TO DO: Convert every line of the rows below into a JSON list of strings, one string per line, with blank lines left out.

EXCERPTED DATA:
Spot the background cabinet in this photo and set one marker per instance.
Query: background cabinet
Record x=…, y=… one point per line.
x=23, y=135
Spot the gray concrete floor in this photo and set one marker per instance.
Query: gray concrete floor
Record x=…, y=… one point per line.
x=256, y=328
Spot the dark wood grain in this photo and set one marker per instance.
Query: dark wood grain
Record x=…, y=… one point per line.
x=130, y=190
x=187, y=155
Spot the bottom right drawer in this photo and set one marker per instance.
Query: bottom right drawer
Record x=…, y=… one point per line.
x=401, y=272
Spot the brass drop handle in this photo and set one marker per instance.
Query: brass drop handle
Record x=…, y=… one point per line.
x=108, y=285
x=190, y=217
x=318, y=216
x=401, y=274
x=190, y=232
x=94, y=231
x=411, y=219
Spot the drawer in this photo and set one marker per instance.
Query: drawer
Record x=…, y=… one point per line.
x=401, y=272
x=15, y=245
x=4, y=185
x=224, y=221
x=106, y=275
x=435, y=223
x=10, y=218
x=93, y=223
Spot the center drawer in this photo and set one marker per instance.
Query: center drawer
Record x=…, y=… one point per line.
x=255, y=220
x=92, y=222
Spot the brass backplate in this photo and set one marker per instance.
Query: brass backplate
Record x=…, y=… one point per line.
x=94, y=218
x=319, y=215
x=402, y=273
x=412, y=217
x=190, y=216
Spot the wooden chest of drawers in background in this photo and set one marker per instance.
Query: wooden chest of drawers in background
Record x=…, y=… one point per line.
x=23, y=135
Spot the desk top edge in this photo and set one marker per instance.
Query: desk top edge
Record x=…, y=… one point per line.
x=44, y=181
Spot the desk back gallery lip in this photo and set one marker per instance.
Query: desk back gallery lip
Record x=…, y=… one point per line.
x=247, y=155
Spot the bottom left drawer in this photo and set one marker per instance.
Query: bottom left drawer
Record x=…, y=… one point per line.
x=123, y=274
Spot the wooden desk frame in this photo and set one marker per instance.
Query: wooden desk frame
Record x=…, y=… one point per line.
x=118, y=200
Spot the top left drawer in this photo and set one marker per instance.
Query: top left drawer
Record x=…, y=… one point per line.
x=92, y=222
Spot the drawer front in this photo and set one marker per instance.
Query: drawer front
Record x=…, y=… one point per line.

FINISHED ANSWER:
[
  "Spot the background cabinet in this photo and set one marker per instance.",
  "Query: background cabinet",
  "Record x=…, y=… one point per line.",
  "x=23, y=135",
  "Spot the gray concrete floor in this photo and set one marker per instance.",
  "Query: gray concrete floor",
  "Record x=…, y=… one point per line.",
  "x=256, y=328",
  "Spot the dark wood grain in this photo and set one marker per instance.",
  "Query: dark wood grain",
  "Record x=…, y=… one point per line.",
  "x=130, y=190",
  "x=187, y=155",
  "Spot the bottom right drawer in this photo and set one marker per instance.",
  "Query: bottom right drawer",
  "Record x=…, y=… one point per line.",
  "x=401, y=272",
  "Spot the brass drop handle in this photo and set one marker per instance.",
  "Query: brass drop handle",
  "Record x=…, y=… one point per line.",
  "x=108, y=285",
  "x=190, y=217",
  "x=318, y=216",
  "x=401, y=274",
  "x=190, y=232",
  "x=94, y=231",
  "x=411, y=219",
  "Spot the drawer in this photo and set one marker per instance.",
  "Query: drawer",
  "Record x=…, y=… one point per line.",
  "x=401, y=272",
  "x=15, y=245",
  "x=4, y=185",
  "x=224, y=221",
  "x=106, y=275",
  "x=435, y=223",
  "x=10, y=218",
  "x=93, y=223",
  "Spot the center drawer in this photo and set one marker per instance.",
  "Query: center drawer",
  "Record x=…, y=… one point per line.",
  "x=255, y=220",
  "x=92, y=222",
  "Spot the brass backplate in this photo and set one marker per instance.",
  "Query: brass backplate",
  "Record x=…, y=… one point per line.",
  "x=94, y=218",
  "x=319, y=215",
  "x=402, y=273",
  "x=412, y=217",
  "x=190, y=216",
  "Spot the wooden chest of drawers in background in this photo and set one marker per instance.",
  "Query: wooden chest of drawers in background",
  "Record x=…, y=… one point per line.",
  "x=23, y=135",
  "Spot the desk top edge in this photo and set one marker per instance.",
  "Query: desk top edge",
  "Record x=…, y=… one point per line.",
  "x=44, y=181",
  "Spot the desk back gallery lip in this photo and set one marker per instance.",
  "Query: desk back gallery lip",
  "Record x=…, y=… one point per line.",
  "x=247, y=155",
  "Spot the bottom left drawer in this photo and set one marker per instance.",
  "Query: bottom left drawer",
  "Record x=…, y=… one point per line.",
  "x=123, y=274",
  "Spot the wooden desk frame in this photo and set one marker per instance.",
  "Query: wooden desk frame",
  "Record x=…, y=… one point per line.",
  "x=118, y=200",
  "Spot the top left drawer in this photo and set one marker per instance.",
  "Query: top left drawer",
  "Record x=…, y=… one point per line.",
  "x=92, y=222",
  "Spot the drawer front in this photo and set one marker per instance.",
  "Query: drawer front",
  "Record x=…, y=… one point per line."
]